TEXTE SOURCE:
Tandis que le protestantisme ne transige pas avec les principes, le catholicisme admettrait en tout domaine des accommodements. Les questions évoquées dans l’article sont très diverses : homosexualité, avortement, etc. Mais toutes montrent la différence qu’il y a entre les injonctions romaines, intransigeantes, et les comportements locaux, beaucoup plus laxistes.

 

Comme toujours, cette question est très complexe. Le protestantisme a pour lui la pureté des principes. On sait que c’est contre la simonie de l’Église romaine, le trafic des Indulgences, que Luther s’est dressé en son temps. Il voulait une cohérence totale entre le discours et la pratique. Cette position critique et réprobatrice est nécessaire, sans doute, pour prévenir les abus inhérents au fonctionnement de toute Institution.

 

Cependant la pureté protestante a son revers : cet idéal de transparence totale peut mener à une sorte de totalitarisme du groupe, broyant l’indi­vidu. Ne pas mettre des rideaux aux fenêtres de sa maison, pour montrer que l’on n’a rien à cacher, est dangereux, à la fois au propre et au figuré. Car qu’en est-il de l’intimité, si l’on vit toujours sous le regard des autres ? On risque d’en être paralysé, coupable potentiel.

JEU DE DONNÉES:
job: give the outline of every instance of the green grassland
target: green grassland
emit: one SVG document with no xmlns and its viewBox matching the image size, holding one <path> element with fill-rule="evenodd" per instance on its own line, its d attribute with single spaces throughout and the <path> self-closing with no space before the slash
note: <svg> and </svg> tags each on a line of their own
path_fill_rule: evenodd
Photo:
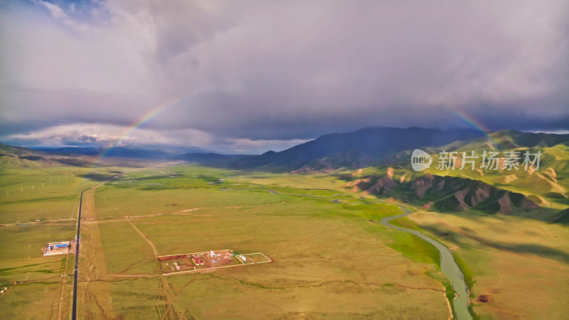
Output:
<svg viewBox="0 0 569 320">
<path fill-rule="evenodd" d="M 73 175 L 65 179 L 65 173 Z M 395 206 L 333 203 L 374 199 L 344 188 L 346 174 L 190 165 L 4 170 L 0 240 L 14 245 L 0 252 L 0 283 L 29 281 L 0 297 L 0 305 L 12 318 L 57 319 L 63 297 L 68 314 L 70 298 L 60 295 L 58 277 L 71 273 L 73 261 L 41 257 L 41 250 L 74 236 L 80 190 L 113 178 L 95 191 L 96 213 L 84 221 L 85 233 L 96 226 L 100 237 L 82 234 L 82 250 L 92 255 L 80 260 L 80 318 L 448 319 L 450 284 L 436 250 L 377 223 L 400 214 Z M 403 174 L 410 178 L 396 169 L 394 178 Z M 52 180 L 53 187 L 36 190 L 35 183 Z M 22 193 L 30 185 L 33 191 Z M 567 227 L 520 216 L 422 210 L 393 223 L 454 250 L 471 297 L 492 297 L 472 304 L 476 315 L 563 318 L 558 297 L 569 294 Z M 272 262 L 161 277 L 155 259 L 223 249 L 263 252 Z M 87 270 L 96 265 L 87 257 L 105 268 Z M 69 284 L 63 291 L 70 292 Z M 527 298 L 534 293 L 539 297 Z M 35 311 L 26 304 L 32 302 Z"/>
<path fill-rule="evenodd" d="M 43 249 L 49 242 L 75 237 L 79 193 L 97 183 L 92 177 L 112 176 L 117 169 L 46 165 L 0 169 L 0 284 L 10 287 L 0 297 L 3 318 L 69 314 L 73 278 L 67 275 L 73 274 L 74 255 L 43 257 Z M 61 314 L 60 309 L 65 309 Z"/>
<path fill-rule="evenodd" d="M 445 287 L 427 274 L 444 275 L 424 257 L 434 249 L 368 221 L 395 206 L 331 202 L 356 198 L 332 197 L 336 180 L 178 166 L 106 183 L 95 203 L 107 271 L 141 277 L 110 279 L 116 299 L 105 307 L 141 319 L 447 319 Z M 156 279 L 152 247 L 127 215 L 158 255 L 231 249 L 273 262 Z"/>
</svg>

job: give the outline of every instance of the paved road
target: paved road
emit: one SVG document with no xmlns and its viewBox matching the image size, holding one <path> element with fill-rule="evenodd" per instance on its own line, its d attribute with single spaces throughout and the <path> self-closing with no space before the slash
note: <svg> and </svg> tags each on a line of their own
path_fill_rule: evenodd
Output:
<svg viewBox="0 0 569 320">
<path fill-rule="evenodd" d="M 111 179 L 116 178 L 119 175 L 115 176 L 114 177 L 111 178 Z M 109 179 L 109 180 L 111 180 Z M 105 182 L 108 181 L 109 180 L 100 182 L 95 186 L 92 186 L 83 191 L 81 191 L 81 196 L 79 198 L 79 214 L 77 218 L 77 235 L 75 235 L 75 239 L 77 241 L 75 242 L 75 267 L 73 270 L 73 309 L 71 314 L 71 319 L 73 320 L 77 319 L 77 284 L 79 279 L 79 244 L 80 243 L 80 236 L 81 236 L 81 209 L 83 208 L 83 193 L 87 191 L 87 190 L 92 189 L 95 188 Z"/>
</svg>

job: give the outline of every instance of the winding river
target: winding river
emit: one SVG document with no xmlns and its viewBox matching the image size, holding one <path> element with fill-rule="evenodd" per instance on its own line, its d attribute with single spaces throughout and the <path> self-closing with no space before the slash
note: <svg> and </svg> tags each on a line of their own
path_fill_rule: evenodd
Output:
<svg viewBox="0 0 569 320">
<path fill-rule="evenodd" d="M 266 191 L 270 192 L 271 193 L 282 194 L 287 196 L 302 196 L 305 197 L 321 198 L 334 198 L 344 196 L 353 196 L 353 195 L 349 195 L 349 194 L 335 194 L 334 196 L 312 196 L 309 194 L 281 193 L 280 192 L 277 192 L 273 190 L 266 190 Z M 364 199 L 364 198 L 361 196 L 359 197 L 361 200 Z M 382 201 L 381 200 L 371 201 L 346 201 L 345 199 L 332 199 L 331 201 L 336 203 L 344 203 L 344 204 L 381 203 L 394 205 L 399 207 L 399 208 L 401 209 L 401 210 L 403 212 L 403 214 L 384 218 L 381 219 L 381 224 L 387 227 L 389 227 L 392 229 L 395 229 L 399 231 L 403 231 L 405 233 L 416 235 L 420 238 L 421 239 L 424 240 L 425 241 L 427 241 L 427 242 L 434 245 L 435 247 L 436 247 L 437 250 L 439 250 L 439 253 L 440 254 L 440 269 L 442 271 L 442 273 L 444 273 L 445 275 L 447 276 L 447 277 L 449 279 L 451 284 L 452 284 L 452 289 L 454 290 L 455 297 L 453 301 L 453 305 L 454 306 L 454 318 L 458 320 L 472 320 L 472 316 L 470 315 L 470 313 L 468 311 L 468 302 L 469 302 L 468 286 L 467 286 L 466 282 L 464 282 L 464 275 L 462 274 L 462 270 L 460 270 L 460 267 L 459 267 L 458 265 L 457 264 L 457 262 L 454 260 L 454 257 L 452 255 L 452 252 L 450 252 L 449 248 L 447 248 L 438 241 L 432 239 L 430 237 L 428 237 L 427 235 L 423 233 L 420 233 L 419 231 L 408 229 L 406 228 L 398 227 L 397 225 L 393 225 L 391 223 L 390 223 L 390 221 L 391 221 L 392 220 L 398 219 L 399 218 L 403 218 L 413 213 L 413 212 L 410 211 L 407 208 L 407 207 L 402 205 L 390 203 L 388 202 Z"/>
</svg>

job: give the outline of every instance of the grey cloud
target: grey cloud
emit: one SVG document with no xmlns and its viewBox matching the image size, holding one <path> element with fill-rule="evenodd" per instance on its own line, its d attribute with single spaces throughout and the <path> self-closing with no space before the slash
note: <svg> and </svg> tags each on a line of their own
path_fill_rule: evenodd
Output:
<svg viewBox="0 0 569 320">
<path fill-rule="evenodd" d="M 0 7 L 0 133 L 129 126 L 184 97 L 144 127 L 292 139 L 467 114 L 569 129 L 565 0 L 102 4 L 87 31 Z"/>
</svg>

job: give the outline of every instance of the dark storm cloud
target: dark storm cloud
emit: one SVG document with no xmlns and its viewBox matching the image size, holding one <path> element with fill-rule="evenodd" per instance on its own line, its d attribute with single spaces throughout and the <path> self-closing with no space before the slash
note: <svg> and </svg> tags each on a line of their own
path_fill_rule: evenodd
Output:
<svg viewBox="0 0 569 320">
<path fill-rule="evenodd" d="M 569 129 L 566 1 L 33 4 L 0 7 L 2 134 L 129 126 L 182 97 L 144 128 Z"/>
</svg>

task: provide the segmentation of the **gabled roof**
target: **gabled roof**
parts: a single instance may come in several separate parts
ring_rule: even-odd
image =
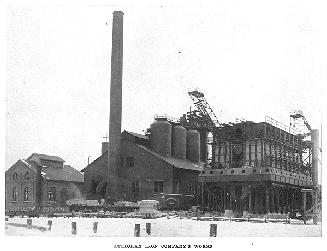
[[[46,180],[84,182],[84,175],[69,165],[63,168],[43,167],[42,176]]]
[[[43,159],[43,160],[51,160],[56,162],[65,162],[62,158],[58,156],[51,156],[47,154],[42,153],[33,153],[30,157],[27,158],[27,160],[33,160],[33,159]]]
[[[138,134],[138,133],[128,132],[128,131],[123,131],[122,135],[131,135],[132,137],[135,137],[135,138],[139,138],[139,139],[142,139],[142,140],[148,140],[147,136],[144,136],[144,135],[141,135],[141,134]],[[164,156],[161,156],[160,154],[150,150],[148,147],[146,147],[144,145],[135,143],[134,140],[131,141],[131,143],[134,144],[135,146],[143,149],[144,151],[156,156],[157,158],[161,159],[162,161],[176,167],[176,168],[194,170],[194,171],[199,171],[199,172],[202,171],[202,169],[203,169],[203,162],[194,163],[194,162],[192,162],[190,160],[187,160],[187,159],[177,159],[177,158],[174,158],[174,157],[164,157]],[[106,155],[106,156],[104,156],[104,155]],[[106,153],[102,154],[101,156],[99,156],[96,160],[94,160],[88,166],[83,168],[81,170],[81,172],[84,172],[86,170],[86,168],[90,167],[91,165],[93,165],[95,162],[99,161],[103,157],[108,157],[108,153],[106,152]]]
[[[167,162],[168,164],[176,167],[176,168],[181,168],[181,169],[188,169],[188,170],[194,170],[194,171],[202,171],[203,169],[203,162],[199,162],[199,163],[194,163],[188,159],[177,159],[174,157],[164,157],[161,156],[160,154],[150,150],[149,148],[142,146],[142,145],[136,145],[140,148],[142,148],[143,150],[151,153],[152,155],[160,158],[161,160]]]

CONSIGNE 1: Recopiez le passage du texte source entre « Comme toujours, cette » et « de toute Institution. », bornes incluses.
CONSIGNE 2: D'après le texte source, contre quoi Luther s'est-il dressé en son temps ?

RÉPONSE RÉDIGÉE 1:
Comme toujours, cette question est très complexe. Le protestantisme a pour lui la pureté des principes. On sait que c’est contre la simonie de l’Église romaine, le trafic des Indulgences, que Luther s’est dressé en son temps. Il voulait une cohérence totale entre le discours et la pratique. Cette position critique et réprobatrice est nécessaire, sans doute, pour prévenir les abus inhérents au fonctionnement de toute Institution.

RÉPONSE RÉDIGÉE 2: Contre la simonie de l'Église romaine, le trafic des Indulgences.